_Task to carry out_
Add 146 to every coordinate in the answers of the items below, from the line containing "In which part of the above photo does the distant" through the line containing "top-left (513, 158), bottom-right (949, 399)", both included. Write out each of these lines with their requests, and nothing outside this stretch.
-- start Input records --
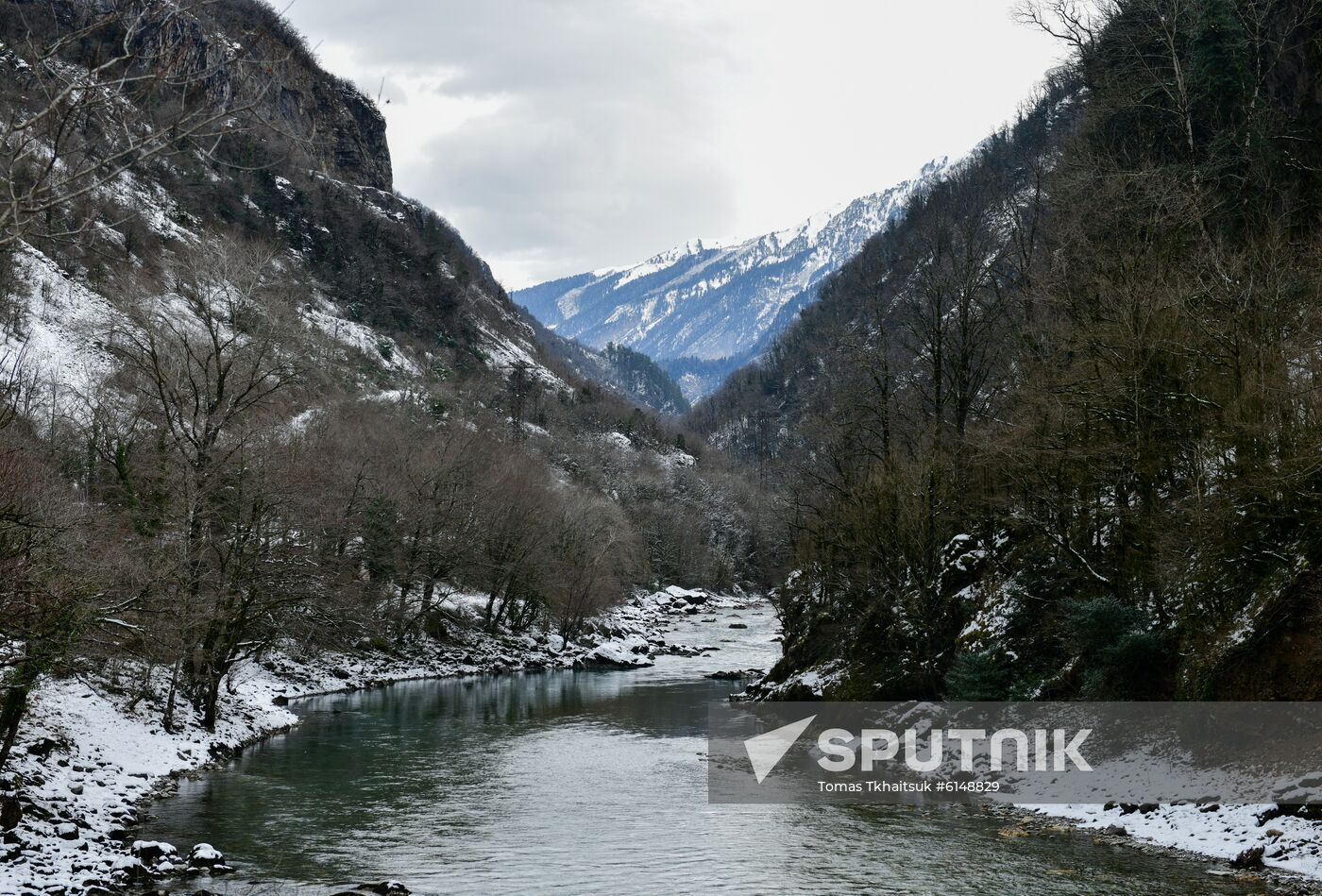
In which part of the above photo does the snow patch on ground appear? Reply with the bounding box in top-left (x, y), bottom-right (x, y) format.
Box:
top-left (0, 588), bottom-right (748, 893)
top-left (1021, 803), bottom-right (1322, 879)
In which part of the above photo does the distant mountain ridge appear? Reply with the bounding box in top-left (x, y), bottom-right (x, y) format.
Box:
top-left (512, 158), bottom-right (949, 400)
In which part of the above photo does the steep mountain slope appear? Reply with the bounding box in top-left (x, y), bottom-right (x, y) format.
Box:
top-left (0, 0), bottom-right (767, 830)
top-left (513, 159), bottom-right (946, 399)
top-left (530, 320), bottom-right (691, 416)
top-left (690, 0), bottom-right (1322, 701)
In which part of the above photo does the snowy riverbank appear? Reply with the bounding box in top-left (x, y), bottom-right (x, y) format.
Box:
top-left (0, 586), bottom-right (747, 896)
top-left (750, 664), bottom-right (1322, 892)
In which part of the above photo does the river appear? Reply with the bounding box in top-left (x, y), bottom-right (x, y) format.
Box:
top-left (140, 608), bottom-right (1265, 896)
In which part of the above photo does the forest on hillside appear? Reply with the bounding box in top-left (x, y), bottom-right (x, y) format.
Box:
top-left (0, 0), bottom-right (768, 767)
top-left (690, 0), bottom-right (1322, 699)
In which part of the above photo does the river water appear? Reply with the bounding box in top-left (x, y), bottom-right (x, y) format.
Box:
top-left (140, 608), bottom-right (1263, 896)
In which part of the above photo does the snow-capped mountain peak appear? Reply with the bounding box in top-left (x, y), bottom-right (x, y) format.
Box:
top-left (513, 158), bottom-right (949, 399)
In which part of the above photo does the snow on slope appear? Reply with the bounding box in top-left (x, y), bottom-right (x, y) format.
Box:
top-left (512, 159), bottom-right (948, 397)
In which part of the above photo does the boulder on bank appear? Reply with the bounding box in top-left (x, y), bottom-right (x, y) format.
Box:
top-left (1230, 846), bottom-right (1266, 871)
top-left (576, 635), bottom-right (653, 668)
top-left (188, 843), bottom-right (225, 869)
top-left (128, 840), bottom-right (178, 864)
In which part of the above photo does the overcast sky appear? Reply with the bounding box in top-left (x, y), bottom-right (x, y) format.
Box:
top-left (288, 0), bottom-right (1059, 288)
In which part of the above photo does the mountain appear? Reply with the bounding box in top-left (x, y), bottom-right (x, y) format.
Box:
-- end Input records --
_Written solution_
In which part of the above photo does the distant mountain ridge appear? Reply with the bounding box in top-left (x, y), bottom-right (x, y) format.
Box:
top-left (658, 304), bottom-right (1095, 546)
In which part of the above photo does the steep mountain slope appear? Reply with the bounding box in top-left (x, y), bottom-right (x, y) format.
Box:
top-left (146, 146), bottom-right (913, 976)
top-left (659, 305), bottom-right (1092, 545)
top-left (676, 466), bottom-right (837, 562)
top-left (836, 146), bottom-right (1468, 847)
In which part of the above photo does the snowy riverbank appear? Reply with the bounding box in top-left (x, y), bottom-right (x, y) format.
Box:
top-left (146, 732), bottom-right (893, 1042)
top-left (896, 810), bottom-right (1468, 1038)
In which part of the above photo does the river appear? Reply with the bounding box in top-left (x, y), bottom-right (x, y) format.
Box:
top-left (286, 754), bottom-right (1411, 1042)
In which part of the above photo does the forest on hillside appear? Reply with the bounding box in top-left (x, y), bottom-right (x, y) format.
Box:
top-left (146, 146), bottom-right (914, 913)
top-left (836, 146), bottom-right (1468, 845)
In which part of the above photo does the river water appear? Reply with the bounding box in top-left (x, y), bottom-right (x, y) format.
Box:
top-left (286, 754), bottom-right (1409, 1042)
In which part of the above photo does the snow-capped mountain peak appear? Reply with the bounding box in top-left (x, y), bottom-right (x, y) format.
Box:
top-left (659, 304), bottom-right (1095, 545)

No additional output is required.